Given task » Copy the lines verbatim, beginning with the line that contains "A prior annotation asserts the black" and continuing through the end of the data, and only those lines.

== Material ==

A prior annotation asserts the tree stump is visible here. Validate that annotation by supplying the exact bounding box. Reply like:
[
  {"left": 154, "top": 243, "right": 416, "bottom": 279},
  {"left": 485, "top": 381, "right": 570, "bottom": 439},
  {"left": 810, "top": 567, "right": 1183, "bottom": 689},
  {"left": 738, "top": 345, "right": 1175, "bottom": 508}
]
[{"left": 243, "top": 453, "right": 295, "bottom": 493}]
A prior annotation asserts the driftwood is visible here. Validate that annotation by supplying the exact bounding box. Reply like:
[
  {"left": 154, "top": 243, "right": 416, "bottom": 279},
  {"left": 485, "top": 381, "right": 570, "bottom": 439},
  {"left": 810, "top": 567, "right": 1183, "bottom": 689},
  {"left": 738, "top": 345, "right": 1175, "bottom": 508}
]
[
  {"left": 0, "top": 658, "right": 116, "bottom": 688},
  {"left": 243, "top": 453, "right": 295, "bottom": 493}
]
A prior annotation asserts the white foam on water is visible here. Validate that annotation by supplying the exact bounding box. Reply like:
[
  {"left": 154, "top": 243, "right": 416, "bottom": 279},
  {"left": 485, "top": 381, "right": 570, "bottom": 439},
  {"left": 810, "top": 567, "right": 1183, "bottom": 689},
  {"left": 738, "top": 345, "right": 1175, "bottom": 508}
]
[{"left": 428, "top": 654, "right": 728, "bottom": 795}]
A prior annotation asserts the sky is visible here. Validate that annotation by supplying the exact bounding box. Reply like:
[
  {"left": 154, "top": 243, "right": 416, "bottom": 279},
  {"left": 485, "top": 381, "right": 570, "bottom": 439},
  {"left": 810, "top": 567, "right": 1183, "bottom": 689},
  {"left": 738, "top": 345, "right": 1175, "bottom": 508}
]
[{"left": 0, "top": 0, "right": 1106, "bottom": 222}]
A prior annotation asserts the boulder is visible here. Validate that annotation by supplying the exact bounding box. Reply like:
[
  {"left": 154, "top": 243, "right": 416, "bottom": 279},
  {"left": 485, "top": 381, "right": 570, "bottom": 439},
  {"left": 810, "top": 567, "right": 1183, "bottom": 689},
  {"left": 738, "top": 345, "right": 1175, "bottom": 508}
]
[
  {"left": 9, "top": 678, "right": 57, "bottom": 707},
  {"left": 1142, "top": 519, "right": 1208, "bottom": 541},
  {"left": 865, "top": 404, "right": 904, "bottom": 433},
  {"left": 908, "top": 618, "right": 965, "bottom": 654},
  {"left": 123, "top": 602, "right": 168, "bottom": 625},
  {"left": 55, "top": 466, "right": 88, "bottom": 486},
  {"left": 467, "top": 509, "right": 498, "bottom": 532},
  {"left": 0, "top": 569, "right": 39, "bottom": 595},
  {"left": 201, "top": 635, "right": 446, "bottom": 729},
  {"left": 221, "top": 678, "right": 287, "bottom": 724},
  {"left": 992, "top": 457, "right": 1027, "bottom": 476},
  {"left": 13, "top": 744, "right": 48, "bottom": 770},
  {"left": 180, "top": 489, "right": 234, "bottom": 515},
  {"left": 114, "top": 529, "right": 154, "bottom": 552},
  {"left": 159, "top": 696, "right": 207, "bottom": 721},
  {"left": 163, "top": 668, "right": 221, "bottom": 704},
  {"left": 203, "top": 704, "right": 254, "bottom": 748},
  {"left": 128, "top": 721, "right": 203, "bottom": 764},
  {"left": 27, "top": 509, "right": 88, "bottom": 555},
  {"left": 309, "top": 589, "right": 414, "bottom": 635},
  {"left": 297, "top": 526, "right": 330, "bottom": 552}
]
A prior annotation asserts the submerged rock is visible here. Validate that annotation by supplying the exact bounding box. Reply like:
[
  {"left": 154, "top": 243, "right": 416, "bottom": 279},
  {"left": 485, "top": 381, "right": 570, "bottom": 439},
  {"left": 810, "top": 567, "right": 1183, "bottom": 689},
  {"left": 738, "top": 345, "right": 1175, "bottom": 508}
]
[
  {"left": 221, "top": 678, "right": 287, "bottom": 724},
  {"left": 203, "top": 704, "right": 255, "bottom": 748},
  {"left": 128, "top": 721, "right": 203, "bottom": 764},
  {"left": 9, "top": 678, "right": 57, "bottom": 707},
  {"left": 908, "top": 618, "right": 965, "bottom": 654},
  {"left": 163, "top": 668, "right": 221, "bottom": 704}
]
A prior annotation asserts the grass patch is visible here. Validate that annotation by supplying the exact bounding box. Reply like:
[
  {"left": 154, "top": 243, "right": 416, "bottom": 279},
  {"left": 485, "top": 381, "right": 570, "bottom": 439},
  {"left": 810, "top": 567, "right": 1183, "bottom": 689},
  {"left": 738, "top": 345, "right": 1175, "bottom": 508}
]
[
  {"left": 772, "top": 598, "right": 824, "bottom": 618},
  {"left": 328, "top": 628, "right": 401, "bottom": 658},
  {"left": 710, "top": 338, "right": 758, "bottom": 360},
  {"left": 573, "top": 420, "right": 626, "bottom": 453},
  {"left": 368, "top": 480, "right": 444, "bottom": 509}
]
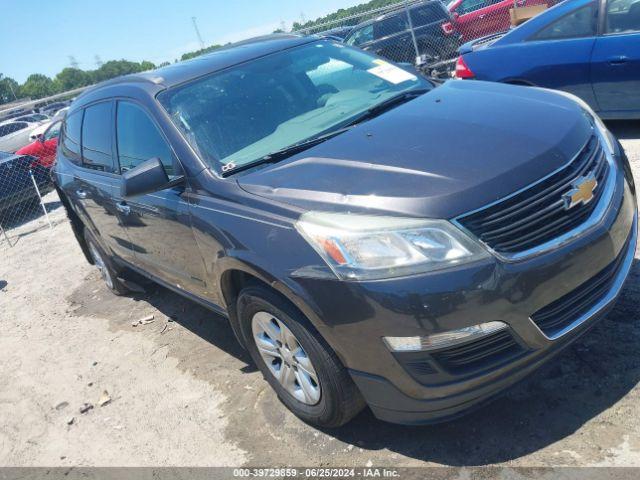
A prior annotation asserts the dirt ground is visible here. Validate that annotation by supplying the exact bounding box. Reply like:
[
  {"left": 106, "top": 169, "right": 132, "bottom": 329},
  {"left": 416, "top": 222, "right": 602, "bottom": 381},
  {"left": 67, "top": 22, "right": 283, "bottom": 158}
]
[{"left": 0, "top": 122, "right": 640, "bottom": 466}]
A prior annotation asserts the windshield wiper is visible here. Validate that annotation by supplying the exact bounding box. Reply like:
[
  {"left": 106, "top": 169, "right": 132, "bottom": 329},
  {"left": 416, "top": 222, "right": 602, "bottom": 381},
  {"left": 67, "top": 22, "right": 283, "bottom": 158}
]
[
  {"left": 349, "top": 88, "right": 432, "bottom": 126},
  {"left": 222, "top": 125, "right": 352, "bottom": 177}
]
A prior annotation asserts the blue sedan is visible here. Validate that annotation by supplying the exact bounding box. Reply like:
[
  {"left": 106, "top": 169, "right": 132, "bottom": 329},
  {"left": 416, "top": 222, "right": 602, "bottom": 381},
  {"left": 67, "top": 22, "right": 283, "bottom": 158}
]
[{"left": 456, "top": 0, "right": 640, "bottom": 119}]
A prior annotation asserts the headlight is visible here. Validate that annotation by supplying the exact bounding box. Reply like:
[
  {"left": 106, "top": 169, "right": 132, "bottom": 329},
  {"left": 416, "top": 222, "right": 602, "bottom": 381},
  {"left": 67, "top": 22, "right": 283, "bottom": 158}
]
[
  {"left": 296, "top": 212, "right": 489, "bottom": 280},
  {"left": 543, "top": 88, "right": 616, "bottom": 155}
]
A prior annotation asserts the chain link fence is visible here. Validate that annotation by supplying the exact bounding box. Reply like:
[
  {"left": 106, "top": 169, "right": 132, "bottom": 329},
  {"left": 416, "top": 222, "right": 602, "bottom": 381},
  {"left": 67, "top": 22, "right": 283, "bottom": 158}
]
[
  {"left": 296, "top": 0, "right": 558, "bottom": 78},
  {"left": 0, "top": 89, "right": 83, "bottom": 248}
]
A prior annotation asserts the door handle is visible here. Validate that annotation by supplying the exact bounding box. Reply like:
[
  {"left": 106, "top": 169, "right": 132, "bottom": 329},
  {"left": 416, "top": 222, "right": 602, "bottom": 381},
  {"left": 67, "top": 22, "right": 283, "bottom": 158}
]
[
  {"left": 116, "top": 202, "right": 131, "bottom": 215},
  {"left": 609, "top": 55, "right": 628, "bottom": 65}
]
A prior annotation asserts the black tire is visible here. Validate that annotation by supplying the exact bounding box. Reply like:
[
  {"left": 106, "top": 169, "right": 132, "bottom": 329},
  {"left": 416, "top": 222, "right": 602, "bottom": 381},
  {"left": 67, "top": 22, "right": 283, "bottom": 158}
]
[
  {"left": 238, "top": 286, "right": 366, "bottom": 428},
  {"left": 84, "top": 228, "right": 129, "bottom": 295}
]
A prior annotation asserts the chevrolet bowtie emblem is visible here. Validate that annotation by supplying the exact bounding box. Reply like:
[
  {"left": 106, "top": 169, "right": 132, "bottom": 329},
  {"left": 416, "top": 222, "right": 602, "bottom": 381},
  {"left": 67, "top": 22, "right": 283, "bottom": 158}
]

===

Result »
A prior annotation asserts the black tire is visible here. Validate that annotation by supplying the exact bounding box. Reply like:
[
  {"left": 106, "top": 169, "right": 132, "bottom": 329},
  {"left": 416, "top": 222, "right": 602, "bottom": 381},
  {"left": 67, "top": 22, "right": 283, "bottom": 158}
]
[
  {"left": 238, "top": 286, "right": 366, "bottom": 428},
  {"left": 84, "top": 228, "right": 129, "bottom": 295}
]
A prior annotation asserts the chevrolet bowtie emblem is visible here. Validate that annotation by supplying the exact bounding box. Reply like:
[
  {"left": 106, "top": 169, "right": 132, "bottom": 329},
  {"left": 416, "top": 222, "right": 602, "bottom": 381},
  {"left": 67, "top": 22, "right": 283, "bottom": 158}
]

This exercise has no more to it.